Segment Start: Material for this exercise
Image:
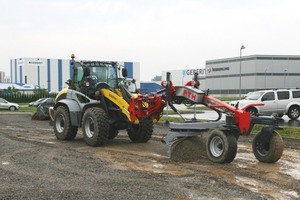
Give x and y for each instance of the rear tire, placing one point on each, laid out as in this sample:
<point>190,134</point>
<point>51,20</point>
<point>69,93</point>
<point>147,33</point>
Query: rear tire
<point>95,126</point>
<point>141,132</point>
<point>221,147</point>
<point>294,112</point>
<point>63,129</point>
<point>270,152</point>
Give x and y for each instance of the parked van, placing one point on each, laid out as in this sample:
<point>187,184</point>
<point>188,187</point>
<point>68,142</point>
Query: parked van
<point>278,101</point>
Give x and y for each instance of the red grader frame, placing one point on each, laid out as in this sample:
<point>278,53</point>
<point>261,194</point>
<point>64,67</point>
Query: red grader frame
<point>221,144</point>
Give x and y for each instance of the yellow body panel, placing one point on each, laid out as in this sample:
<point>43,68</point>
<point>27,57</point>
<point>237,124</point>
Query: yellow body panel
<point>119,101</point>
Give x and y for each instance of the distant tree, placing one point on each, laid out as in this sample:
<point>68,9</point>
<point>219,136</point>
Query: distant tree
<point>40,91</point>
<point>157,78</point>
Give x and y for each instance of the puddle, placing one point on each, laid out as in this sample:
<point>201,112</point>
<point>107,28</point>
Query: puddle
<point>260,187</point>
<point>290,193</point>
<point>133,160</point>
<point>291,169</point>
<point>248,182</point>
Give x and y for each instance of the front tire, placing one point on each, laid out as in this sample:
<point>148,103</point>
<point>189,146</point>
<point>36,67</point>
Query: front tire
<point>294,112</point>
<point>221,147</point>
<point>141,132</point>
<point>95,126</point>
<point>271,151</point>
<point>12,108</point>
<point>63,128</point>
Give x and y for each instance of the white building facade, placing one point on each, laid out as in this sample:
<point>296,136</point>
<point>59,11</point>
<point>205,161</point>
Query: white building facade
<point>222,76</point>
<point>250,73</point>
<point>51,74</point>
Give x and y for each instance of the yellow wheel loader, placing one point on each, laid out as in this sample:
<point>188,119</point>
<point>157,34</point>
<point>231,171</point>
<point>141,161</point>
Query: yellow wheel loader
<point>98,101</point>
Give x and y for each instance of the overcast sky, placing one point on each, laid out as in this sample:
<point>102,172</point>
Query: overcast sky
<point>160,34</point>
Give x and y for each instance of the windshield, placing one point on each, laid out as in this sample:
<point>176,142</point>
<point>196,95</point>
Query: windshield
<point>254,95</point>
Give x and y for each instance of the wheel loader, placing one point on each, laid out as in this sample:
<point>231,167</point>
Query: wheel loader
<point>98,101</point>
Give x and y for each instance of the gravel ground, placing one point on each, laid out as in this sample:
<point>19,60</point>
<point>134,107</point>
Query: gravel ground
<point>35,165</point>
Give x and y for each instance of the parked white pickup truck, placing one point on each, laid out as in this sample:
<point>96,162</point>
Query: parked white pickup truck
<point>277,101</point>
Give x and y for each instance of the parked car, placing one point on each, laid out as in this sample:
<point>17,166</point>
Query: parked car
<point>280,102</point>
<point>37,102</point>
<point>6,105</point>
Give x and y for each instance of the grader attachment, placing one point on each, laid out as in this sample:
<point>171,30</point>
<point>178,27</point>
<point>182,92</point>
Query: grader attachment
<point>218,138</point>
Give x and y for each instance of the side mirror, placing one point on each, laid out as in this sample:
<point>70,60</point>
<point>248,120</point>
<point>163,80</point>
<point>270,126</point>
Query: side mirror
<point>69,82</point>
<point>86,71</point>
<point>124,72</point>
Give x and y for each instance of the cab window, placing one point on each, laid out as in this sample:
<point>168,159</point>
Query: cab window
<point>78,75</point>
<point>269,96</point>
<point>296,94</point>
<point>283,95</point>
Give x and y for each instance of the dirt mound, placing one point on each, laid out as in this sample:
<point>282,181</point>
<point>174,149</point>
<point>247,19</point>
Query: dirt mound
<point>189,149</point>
Segment End: Material for this exercise
*Activity*: Please return the span of lines above that opens with the one containing "<point>174,149</point>" and closes with the final line, both included, exactly as written and nothing more.

*Answer to the problem*:
<point>174,149</point>
<point>247,19</point>
Query: dirt mound
<point>189,149</point>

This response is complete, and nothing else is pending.